Problem description: Rescale the items below from the line containing "Would you say the scene above contains any calm" through the end of the items, and write out only those lines, requests included. Multiply every bounding-box coordinate in the answers by 0.7 and round it to a whole number, with halves rounding up, but leave the requests unchanged.

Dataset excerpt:
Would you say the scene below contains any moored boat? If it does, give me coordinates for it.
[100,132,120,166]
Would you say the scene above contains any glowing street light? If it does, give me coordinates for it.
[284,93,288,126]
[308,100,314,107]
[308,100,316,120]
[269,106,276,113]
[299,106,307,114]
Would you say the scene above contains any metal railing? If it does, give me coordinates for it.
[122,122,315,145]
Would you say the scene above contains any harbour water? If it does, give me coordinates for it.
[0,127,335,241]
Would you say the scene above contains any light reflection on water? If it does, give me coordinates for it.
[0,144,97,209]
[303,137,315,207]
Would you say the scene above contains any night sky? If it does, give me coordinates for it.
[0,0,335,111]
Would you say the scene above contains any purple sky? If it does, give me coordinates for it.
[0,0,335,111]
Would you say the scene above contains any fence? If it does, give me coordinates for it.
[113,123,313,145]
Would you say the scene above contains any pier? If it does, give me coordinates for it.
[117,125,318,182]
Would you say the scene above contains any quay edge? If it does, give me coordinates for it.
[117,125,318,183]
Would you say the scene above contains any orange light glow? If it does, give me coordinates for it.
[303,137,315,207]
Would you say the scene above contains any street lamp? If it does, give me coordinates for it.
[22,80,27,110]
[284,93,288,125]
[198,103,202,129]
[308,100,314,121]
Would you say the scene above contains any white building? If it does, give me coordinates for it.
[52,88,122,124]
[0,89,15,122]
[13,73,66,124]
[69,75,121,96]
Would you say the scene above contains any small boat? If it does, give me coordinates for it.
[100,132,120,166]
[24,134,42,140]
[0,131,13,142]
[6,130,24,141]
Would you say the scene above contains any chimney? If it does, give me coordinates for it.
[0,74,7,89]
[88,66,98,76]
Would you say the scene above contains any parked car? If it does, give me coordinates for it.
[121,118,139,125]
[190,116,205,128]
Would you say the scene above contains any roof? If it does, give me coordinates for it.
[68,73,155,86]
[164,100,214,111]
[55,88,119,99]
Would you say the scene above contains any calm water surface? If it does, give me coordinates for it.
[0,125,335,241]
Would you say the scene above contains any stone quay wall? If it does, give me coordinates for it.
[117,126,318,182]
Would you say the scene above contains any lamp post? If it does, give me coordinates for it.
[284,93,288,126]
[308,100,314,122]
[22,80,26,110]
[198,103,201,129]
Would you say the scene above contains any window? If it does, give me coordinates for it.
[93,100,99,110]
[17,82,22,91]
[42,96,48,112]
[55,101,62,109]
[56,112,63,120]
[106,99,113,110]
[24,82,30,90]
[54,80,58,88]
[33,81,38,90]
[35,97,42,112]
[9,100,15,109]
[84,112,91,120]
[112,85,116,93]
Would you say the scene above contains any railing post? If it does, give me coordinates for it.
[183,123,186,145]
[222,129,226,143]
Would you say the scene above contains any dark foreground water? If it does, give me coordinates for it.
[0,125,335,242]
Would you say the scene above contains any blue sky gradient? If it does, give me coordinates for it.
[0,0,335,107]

Expected output:
Would you say the scene above contains any calm water surface? If it does, give me coordinates for it.
[0,88,235,169]
Would you say the scene above contains any stone quay wall? If it does, give me coordinates for it.
[82,88,223,127]
Would you say the scene above contains any lamp post? If it does, give me coordinates for it.
[199,65,202,88]
[216,70,220,85]
[15,56,18,77]
[139,72,141,90]
Would you say the scene above contains any window? If it does, give me coordinates for it.
[65,70,69,77]
[12,57,15,64]
[29,67,34,78]
[39,71,43,76]
[39,78,44,84]
[74,69,79,77]
[17,57,21,63]
[38,56,41,62]
[23,57,27,63]
[25,68,29,78]
[6,70,11,76]
[59,78,64,84]
[78,60,81,65]
Would you say the scene above contains any railing post? If it does, give me coordinates for it.
[128,86,130,102]
[155,90,158,100]
Would you say the scene above contains any dark foreground water? If it does, give me coordinates for it.
[0,88,235,169]
Would you say the scene above contains any blue sky gradient? If it does, give me coordinates for it.
[0,0,235,75]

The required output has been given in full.